Copy each of the records below word for word, keeping every line as it stands.
─── Provided information
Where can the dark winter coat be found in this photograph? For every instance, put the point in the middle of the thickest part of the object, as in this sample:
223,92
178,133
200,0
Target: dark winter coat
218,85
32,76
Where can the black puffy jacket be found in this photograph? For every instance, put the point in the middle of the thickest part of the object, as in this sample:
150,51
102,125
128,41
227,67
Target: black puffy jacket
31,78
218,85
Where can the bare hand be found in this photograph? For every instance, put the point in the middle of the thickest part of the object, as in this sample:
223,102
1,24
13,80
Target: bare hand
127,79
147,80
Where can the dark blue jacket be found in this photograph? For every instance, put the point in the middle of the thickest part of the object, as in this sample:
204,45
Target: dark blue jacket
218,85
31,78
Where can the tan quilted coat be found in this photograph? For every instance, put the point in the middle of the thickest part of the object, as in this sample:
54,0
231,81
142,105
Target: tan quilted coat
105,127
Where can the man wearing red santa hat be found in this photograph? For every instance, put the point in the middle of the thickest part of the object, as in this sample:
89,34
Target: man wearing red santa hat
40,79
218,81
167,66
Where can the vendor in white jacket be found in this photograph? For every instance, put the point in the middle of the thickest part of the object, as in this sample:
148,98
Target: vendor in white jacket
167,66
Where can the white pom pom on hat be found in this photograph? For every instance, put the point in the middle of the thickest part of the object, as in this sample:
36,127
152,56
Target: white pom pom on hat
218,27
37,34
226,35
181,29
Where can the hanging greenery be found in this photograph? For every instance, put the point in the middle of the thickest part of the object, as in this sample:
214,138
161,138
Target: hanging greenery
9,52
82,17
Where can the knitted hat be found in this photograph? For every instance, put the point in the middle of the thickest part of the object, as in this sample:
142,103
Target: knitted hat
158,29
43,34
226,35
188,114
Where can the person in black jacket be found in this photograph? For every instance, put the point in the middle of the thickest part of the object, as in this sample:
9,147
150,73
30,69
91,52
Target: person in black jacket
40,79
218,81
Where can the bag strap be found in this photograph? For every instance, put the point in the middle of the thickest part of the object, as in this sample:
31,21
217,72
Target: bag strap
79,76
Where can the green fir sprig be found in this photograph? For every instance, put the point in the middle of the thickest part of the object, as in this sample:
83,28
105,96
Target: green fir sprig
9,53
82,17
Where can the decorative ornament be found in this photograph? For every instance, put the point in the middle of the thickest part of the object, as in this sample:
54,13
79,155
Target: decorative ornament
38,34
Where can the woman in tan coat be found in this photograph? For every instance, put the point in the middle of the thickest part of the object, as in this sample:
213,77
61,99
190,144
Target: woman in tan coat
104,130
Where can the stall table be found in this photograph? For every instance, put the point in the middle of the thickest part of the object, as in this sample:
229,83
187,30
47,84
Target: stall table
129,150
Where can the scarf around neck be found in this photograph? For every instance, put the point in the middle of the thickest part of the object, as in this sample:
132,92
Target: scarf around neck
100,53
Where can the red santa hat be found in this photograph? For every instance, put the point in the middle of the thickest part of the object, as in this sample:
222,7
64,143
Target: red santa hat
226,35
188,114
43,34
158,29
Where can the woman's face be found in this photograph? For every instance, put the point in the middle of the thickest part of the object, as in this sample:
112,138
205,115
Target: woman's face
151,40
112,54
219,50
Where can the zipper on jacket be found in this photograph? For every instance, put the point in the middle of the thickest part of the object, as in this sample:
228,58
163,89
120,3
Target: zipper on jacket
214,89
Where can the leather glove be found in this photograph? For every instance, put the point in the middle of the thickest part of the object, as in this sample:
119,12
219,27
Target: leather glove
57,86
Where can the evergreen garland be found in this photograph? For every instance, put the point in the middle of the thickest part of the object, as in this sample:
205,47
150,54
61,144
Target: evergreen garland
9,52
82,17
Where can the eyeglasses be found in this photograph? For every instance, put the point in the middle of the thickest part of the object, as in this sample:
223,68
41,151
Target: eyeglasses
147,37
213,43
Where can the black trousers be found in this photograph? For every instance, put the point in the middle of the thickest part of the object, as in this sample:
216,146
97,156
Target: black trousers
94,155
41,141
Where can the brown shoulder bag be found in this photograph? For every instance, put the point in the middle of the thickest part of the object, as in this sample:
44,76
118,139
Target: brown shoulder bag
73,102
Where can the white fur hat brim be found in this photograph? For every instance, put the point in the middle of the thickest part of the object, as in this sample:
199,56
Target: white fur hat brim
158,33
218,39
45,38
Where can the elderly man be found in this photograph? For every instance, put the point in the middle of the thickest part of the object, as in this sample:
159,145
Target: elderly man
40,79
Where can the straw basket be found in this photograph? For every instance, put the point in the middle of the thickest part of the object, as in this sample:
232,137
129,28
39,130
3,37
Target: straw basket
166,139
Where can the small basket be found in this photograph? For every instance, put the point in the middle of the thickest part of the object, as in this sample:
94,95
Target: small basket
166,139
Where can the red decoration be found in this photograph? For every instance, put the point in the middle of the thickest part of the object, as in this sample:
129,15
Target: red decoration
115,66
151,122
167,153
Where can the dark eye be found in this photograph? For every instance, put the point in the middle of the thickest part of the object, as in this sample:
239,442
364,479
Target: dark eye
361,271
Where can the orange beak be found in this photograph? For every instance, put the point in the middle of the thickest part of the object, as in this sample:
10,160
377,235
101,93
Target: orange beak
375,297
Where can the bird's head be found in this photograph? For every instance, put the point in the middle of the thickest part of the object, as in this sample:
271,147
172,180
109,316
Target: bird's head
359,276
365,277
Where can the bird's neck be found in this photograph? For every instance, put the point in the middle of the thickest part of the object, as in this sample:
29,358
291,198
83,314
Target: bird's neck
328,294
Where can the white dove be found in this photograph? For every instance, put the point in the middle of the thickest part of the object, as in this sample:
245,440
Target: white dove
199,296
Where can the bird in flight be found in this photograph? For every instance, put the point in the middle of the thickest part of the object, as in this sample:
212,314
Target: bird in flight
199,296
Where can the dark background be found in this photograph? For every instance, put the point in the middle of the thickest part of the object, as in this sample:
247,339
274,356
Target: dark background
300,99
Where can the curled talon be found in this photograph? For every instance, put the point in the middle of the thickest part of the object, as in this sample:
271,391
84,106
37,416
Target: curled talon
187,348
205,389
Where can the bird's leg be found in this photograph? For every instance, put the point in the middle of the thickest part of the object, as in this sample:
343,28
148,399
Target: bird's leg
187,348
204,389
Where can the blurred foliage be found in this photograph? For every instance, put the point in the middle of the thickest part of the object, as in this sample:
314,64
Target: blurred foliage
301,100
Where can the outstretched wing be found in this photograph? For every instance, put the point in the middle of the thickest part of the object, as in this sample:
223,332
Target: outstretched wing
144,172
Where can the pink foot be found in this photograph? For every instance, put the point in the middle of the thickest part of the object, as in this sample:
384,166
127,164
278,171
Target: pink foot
──────
*Response to the exercise*
Where can the dark winter coat be found in this photograph? For every instance, put the point in the middle of the thickest part of the object, as in this sample:
223,92
178,133
200,0
Target: dark winter coat
218,85
32,76
Where can the black puffy jacket be found in this photograph? For every instance, put the point in the middle of the thickest part of the object, as in this sample:
150,51
102,125
128,41
227,67
Target: black puffy jacket
31,78
218,85
Where can the bare hand be found in this photograph? For every instance, put the point in the middle of the thickest part of the object, as in this sample:
223,102
1,24
13,80
Target: bare hand
127,79
147,80
Where can the dark blue jacket be found in this photograph? For every instance, put the point in the middle of the thickest part of the object, as in this sample:
204,45
Target: dark blue jacket
218,85
31,78
Where can the tan quilted coat be found in this photograph? For every instance, put the point in the middle of the thickest part of the object, as in this sample:
54,0
231,81
142,105
Target: tan quilted coat
105,127
Where can the man wearing red santa hat be found in this photograph? For every instance, put the point in the middle of the thickest part of the object, as in this sample:
89,34
Target: man wearing red santa hat
40,79
218,81
167,66
Where can the vendor in white jacket be found in this photograph? For every instance, put the point in the middle of the thickest part of the object, as in this sample:
148,98
Target: vendor in white jacket
167,66
Where can the white pom pom on hat be found in this photograph? For every instance, put the point in the middle of the thickest part of the object, as in this sample:
36,127
152,56
Target: white pom pom on hat
218,27
37,34
226,35
181,29
Where can the hanging greenery be found in this photograph? For every instance, put the point in the middle of the thickest part of the object, as in this sample:
214,138
161,138
Target: hanging greenery
9,52
82,17
Where can the knitted hat be found in this photograph? For every instance, put the point in the middle of the thickest part of the object, as in this sample:
142,103
Target: knitted hat
158,29
43,34
226,35
188,114
Where can the person in black jacket be found in this photograph? For every instance, put the point in the middle of the thickest part of the object, as in this sample:
9,147
150,73
30,69
91,52
Target: person in black jacket
40,79
218,81
Where can the bag strap be found in this photograph? For every instance, put the point in the middle of the thickest part of the object, as in this sample:
31,21
217,72
Target: bag strap
79,76
Where can the green fir sprig be found in this photograph? For every instance, put the point in the middle of the thickest part of the object, as in this sample:
83,28
105,96
Target: green fir sprig
9,53
82,17
Where can the decorative ornament be found in this photograph? For every instance, put the point in the middle of the thickest part of the object, as in this sample:
54,13
79,155
Target: decorative ornament
38,34
Where can the woman in tan coat be found in this photograph? For every instance, put the point in the middle of the thickest part of the object, as in this sample:
213,77
61,99
190,144
Target: woman in tan coat
104,130
Where can the stall table be found in this photograph? For every instance, put the point in the middle of the thickest part of the object, as in this sample:
229,83
187,30
47,84
Target: stall table
129,150
Where can the scarf around neck be found in this photograph? For every instance, put the point in the middle of the thickest part of the object, as in this sample:
132,92
Target: scarf around neck
100,53
Where can the red santa hat be found in this photograph? For every instance, put the point in the middle of the thickest part of the object, as in this sample:
222,7
64,143
Target: red santa hat
226,35
188,114
43,34
158,29
Where can the woman's face be found in this photograph? For every instance, put the point in the middle of the thickest part of the object, as in this sample:
112,138
205,115
Target: woman's face
151,40
112,54
219,50
Where can the zipper on jacket be found in this photograph? For every instance, put the point in the middle of the thickest part of the object, as in this sample:
228,58
163,89
120,3
Target: zipper on jacket
214,89
Where can the leather glove be found in this photograph? For every instance, put the point in the middle of the thickest part of the object, as in this sample:
119,12
219,27
Target: leather glove
57,86
Where can the evergreen garland be found in this photograph? For every instance, put the point in the middle of the thickest part of the object, as in this sample:
205,47
150,54
61,144
Target: evergreen garland
9,52
82,17
Where can the eyeglasses be found in this photograph? For every instance, put the point in the middle of the thickest part of the object, as in this sample:
223,68
41,151
Target: eyeglasses
147,37
213,43
Where can the black trousers be found in this photograph? For every instance, put the point in the middle of the thickest part of the object, as in this sample:
216,146
97,156
Target: black trousers
94,155
41,141
Where can the brown shoulder bag be found in this photograph? For every instance, put the point in the middle of the thickest part of the object, as in this sample:
44,76
118,139
Target: brown shoulder bag
73,102
Where can the white fur hat brim be found in this photograph? For every instance, put the point in the middle of the thickest part of the object, as in this sample:
199,56
Target: white fur hat brim
158,33
218,39
45,38
Where can the elderly man be found in this photograph? For every instance, put the point in the middle of the thickest part of the object, as in this sample:
159,145
Target: elderly man
40,79
Where can the straw basket be found in this photograph? For every instance, put the point in the middle of the thickest part of the object, as in this sample:
232,137
129,28
39,130
3,37
Target: straw basket
166,139
Where can the small basket be found in this photograph? For every instance, put the point in the middle of the thickest part of the object, as in this sample:
94,95
Target: small basket
166,139
Where can the red decoration be found in this photograph? For every instance, put the point in the middle of the thickest part of the object, as in this sample:
129,15
Target: red decoration
115,66
151,122
167,153
Where can the dark eye be found in this photograph? For every instance, put the point in the middle of the thickest part of the object, as in this sample:
239,442
364,479
Target: dark eye
361,271
Where can the orange beak be found in this photograph? For every instance, put the point in the middle of the thickest part of the object, as in this sample:
10,160
377,235
101,93
Target: orange beak
375,297
Where can the bird's head be found in this photograph? For every instance, put the point in the middle of the thickest part of the object, as in this sample:
271,147
172,180
109,316
Target: bird's head
359,276
365,277
Where can the bird's neck be found in this photograph? For every instance, put the point in the middle of the thickest part of the object, as in this sample:
29,358
291,198
83,314
Target: bird's neck
328,294
Where can the white dove be found in this photograph? For every instance, put the point in the middle of the thickest part of the object, as in this sample:
245,440
Target: white dove
199,296
Where can the bird in flight be found in this photograph? For every instance, put the point in the middle of the thickest part of the object, as in this sample:
212,314
Target: bird in flight
199,296
Where can the dark background be found in this photograph? For every instance, put the point in the middle of the thickest part of the object, as in this sample:
247,339
274,356
Target: dark background
300,99
Where can the curled talon be found in this photograph? For every instance, put the point in the middle of the thickest part of the object, as in this sample:
271,391
84,106
37,416
Target: curled talon
187,348
205,389
Where can the bird's leg be found in this photograph? For every instance, put the point in the middle of the thickest part of the object, as in this sample:
343,28
148,399
Target: bird's leg
187,348
204,389
Where can the blurred foliage be found in this photograph? For every instance, put the point in the middle of the thickest part of the object, as in this sample:
314,64
Target: blurred foliage
301,100
Where can the outstretched wing be found in this photograph? For every instance, put the point in the middle of the thickest part of the object, as in this sample:
223,332
Target: outstretched wing
144,172
Where can the pink foot be found in this photograph? For every instance, put the point in the middle of the thickest part of the object, as in this sample:
384,166
127,164
278,171
Target: pink foot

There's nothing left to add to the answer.